- **Records to process**:
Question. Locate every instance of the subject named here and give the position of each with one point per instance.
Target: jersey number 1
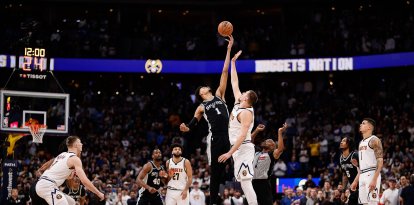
(218, 111)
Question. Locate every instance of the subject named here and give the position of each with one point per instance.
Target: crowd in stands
(262, 31)
(120, 129)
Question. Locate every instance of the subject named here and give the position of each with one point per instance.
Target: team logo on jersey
(153, 66)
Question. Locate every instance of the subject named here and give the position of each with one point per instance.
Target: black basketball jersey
(216, 115)
(350, 170)
(75, 194)
(153, 178)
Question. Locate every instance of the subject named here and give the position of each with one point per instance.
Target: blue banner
(9, 178)
(210, 67)
(291, 183)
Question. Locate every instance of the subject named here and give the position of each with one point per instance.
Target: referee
(263, 163)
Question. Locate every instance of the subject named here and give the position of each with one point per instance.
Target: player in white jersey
(370, 163)
(180, 176)
(64, 165)
(240, 128)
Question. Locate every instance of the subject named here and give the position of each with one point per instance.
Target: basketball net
(37, 130)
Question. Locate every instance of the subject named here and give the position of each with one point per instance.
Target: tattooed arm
(376, 144)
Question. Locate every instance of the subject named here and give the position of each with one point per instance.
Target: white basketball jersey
(59, 170)
(367, 159)
(179, 179)
(235, 125)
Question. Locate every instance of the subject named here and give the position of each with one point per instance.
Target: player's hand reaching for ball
(101, 196)
(152, 190)
(236, 56)
(372, 185)
(163, 174)
(224, 157)
(283, 128)
(184, 194)
(184, 128)
(353, 186)
(260, 127)
(231, 41)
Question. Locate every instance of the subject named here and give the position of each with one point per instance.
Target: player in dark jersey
(150, 178)
(75, 190)
(265, 156)
(214, 109)
(349, 166)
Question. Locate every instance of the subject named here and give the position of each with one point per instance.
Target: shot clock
(33, 59)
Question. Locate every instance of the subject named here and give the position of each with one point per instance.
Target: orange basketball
(225, 28)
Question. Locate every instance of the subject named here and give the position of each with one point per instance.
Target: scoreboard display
(33, 59)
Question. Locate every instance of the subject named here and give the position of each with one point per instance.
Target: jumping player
(370, 163)
(214, 110)
(240, 128)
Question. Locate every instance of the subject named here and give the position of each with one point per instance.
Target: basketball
(225, 28)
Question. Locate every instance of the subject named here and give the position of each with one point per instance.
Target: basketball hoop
(37, 130)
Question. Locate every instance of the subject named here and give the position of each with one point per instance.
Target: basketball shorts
(173, 197)
(49, 191)
(365, 196)
(243, 162)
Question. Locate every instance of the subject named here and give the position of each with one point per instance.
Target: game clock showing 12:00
(33, 59)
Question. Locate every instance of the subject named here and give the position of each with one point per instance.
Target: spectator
(390, 195)
(407, 196)
(197, 196)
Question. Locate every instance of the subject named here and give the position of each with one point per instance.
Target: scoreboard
(33, 59)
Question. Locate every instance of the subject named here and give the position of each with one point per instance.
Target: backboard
(50, 109)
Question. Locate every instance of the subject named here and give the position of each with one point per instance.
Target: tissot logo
(33, 76)
(153, 66)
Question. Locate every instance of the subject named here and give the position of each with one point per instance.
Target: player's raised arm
(198, 114)
(280, 145)
(221, 90)
(234, 78)
(256, 131)
(140, 179)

- **What to produce**:
Without the pictures, give all of the entries above again exactly.

- **Response to the task**:
Question. Locate every instance of the subject named here and give the position of each with one point per instance.
Target: jersey number 1
(218, 111)
Question. Locate every instance of the subject named here and give the position of each with one point per instance.
Target: crowd in stands
(262, 31)
(120, 129)
Question. Locate every instance of the subject named here and give the position of each with one point per instance.
Target: team logo on jersey
(153, 66)
Question. Locate every instance of the subject named here and give the position of each with one point per instance.
Target: black basketball jersey
(216, 115)
(350, 170)
(75, 194)
(153, 178)
Question. Locate every instance of the subject named here and give the position of each with one point per instance.
Target: blue banner
(9, 178)
(210, 67)
(291, 183)
Question. Locate every instance of the subject named here and give the position of each with one point per instance.
Target: referee
(263, 163)
Question. Locate every instance of the subject named here and give the position of each with one point per instance.
Target: player in white jersey
(370, 163)
(180, 176)
(64, 165)
(240, 128)
Question. Locate every instance of the subject named here and give the position of each with one point per instance.
Target: basketball net
(37, 130)
Question. Locate every instance of the subject named here and give the position of each with one point per instance.
Target: tattooed arm
(376, 144)
Question. Locate every instance of the subject named here and give the position of each with one point per instance.
Target: white basketball jersey
(59, 170)
(367, 159)
(179, 179)
(235, 125)
Question. Locate every instance of the subject named here and give the position of each with one point per instance.
Target: player's hand reaching for ball
(101, 196)
(152, 190)
(236, 56)
(372, 185)
(163, 174)
(224, 157)
(283, 128)
(184, 194)
(184, 128)
(353, 186)
(260, 127)
(231, 41)
Question. Locate every instance of the subject named here and give the position of each with one point per instance.
Target: player in dark jersey
(150, 178)
(75, 190)
(265, 156)
(214, 109)
(349, 166)
Question. Locate every instance of the subject named here and give the position of each with one point per instance.
Target: shot clock
(33, 59)
Question. Locate every instance of the subject named here and give the position of each with one point per instance.
Target: orange basketball
(225, 28)
Question. Locate every instance of the subject named here and give the position of each with one point per instance.
Target: scoreboard display
(33, 59)
Question. Locate every instance of the subject named here and give the position of each with one point per instance.
Target: jumping player
(370, 163)
(214, 110)
(240, 128)
Question. Locate every instance of the subject named here and give the position of each with one point per instance.
Target: basketball
(225, 28)
Question. Locate every instance of the subject named here and give the position of each with one point per instance.
Target: basketball hoop
(37, 130)
Question. Locate every instance of the subject named here and give the position of each with one point per instance.
Target: basketball shorts
(173, 197)
(49, 191)
(365, 196)
(243, 162)
Question. Locate every instance of the subject named here and give the position of each with one point per instance.
Target: game clock showing 12:00
(33, 59)
Question. Locate every instance of the subject named here and give the position of each with one point per instance.
Target: spectator
(390, 195)
(407, 196)
(197, 196)
Question. Locate every instance of the subject named here and give the position of each with one point per instance.
Target: scoreboard
(33, 59)
Question. Locate every instance of the subject named here and give the position of each with one point per instance.
Target: backboard
(50, 109)
Question. Locate every instance of the subject named here and give the position of each with one point per instance.
Target: tissot logo
(33, 76)
(153, 66)
Question. Locate every instance of the subject named here and give the position of each with one point per instance.
Target: player's raised arm
(198, 114)
(280, 145)
(221, 90)
(234, 78)
(256, 131)
(140, 179)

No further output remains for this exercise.